### What you have to do
Edit the passage on studying for the FE-1 exams from "Though not strictly" to "then fear not.", replacing "pillow" with "blanket", and return that section.

### Reading passage
· · ·

Though not strictly rocket science, there is something to be said about study techniques.

To any law student reading this now: if the thought of the Final Examination Part 1 exams make you want to cover your head with a pillow, then fear not.


You are not alone in feeling this way, even among those who are currently attending Blackhall Place, having at long last earned their place and never want to dwell on those exams ever again.


For the vast majority of solicitors recently qualified, the FE-1 examinations are but a distant memory, representing just one more hurdle along the academic road to the legal profession.


Truthfully, they are not the easiest exams to have ever been formulated, but they are not impossible and I would like to share some of my study strategies that helped me through that intensive, gruelling time.


Here are some of my top tips when traversing these crucial exams:


1. Subject Choice


To start with the basics, there are eight subjects that are needed to be passed for the FE-1 exams:


1. Contract;

2. Criminal;

3. Company;

4. Constitutional;

5. Tort;

6. European Union Law;

7. Equity; and

8. Property


For the first sitting of the FE-1 exams, each student is expected to pass three subjects with a mark of 50 per cent or more.

· · ·

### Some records
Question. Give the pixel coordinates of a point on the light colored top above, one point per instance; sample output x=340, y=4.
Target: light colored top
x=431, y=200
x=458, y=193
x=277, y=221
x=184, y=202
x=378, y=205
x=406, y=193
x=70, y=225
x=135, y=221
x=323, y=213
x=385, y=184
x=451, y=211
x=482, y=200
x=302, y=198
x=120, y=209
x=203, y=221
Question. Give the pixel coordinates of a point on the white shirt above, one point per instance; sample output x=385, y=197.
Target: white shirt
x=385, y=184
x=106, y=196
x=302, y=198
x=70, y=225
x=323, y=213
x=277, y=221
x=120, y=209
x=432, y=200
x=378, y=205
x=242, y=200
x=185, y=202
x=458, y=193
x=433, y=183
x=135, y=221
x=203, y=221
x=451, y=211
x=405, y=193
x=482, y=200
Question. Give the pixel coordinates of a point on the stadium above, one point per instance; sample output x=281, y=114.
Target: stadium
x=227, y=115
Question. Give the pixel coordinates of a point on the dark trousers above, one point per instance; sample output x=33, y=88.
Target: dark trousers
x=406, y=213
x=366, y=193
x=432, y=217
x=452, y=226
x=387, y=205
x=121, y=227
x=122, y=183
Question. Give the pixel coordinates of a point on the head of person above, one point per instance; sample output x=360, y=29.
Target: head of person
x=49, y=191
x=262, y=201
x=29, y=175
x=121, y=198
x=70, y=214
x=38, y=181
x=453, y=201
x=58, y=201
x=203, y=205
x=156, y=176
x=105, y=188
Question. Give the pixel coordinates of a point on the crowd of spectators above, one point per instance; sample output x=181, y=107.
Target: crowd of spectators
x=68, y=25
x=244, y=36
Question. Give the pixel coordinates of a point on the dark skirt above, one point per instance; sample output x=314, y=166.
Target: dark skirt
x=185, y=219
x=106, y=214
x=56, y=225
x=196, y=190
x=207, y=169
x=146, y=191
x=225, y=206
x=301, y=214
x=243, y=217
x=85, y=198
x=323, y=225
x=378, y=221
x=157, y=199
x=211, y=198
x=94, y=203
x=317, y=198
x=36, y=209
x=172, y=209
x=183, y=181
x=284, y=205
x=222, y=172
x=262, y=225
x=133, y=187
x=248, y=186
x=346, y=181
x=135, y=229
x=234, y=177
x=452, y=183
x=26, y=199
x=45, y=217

· · ·

### Result for this exercise
Though not strictly rocket science, there is something to be said about study techniques.

To any law student reading this now: if the thought of the Final Examination Part 1 exams make you want to cover your head with a blanket, then fear not.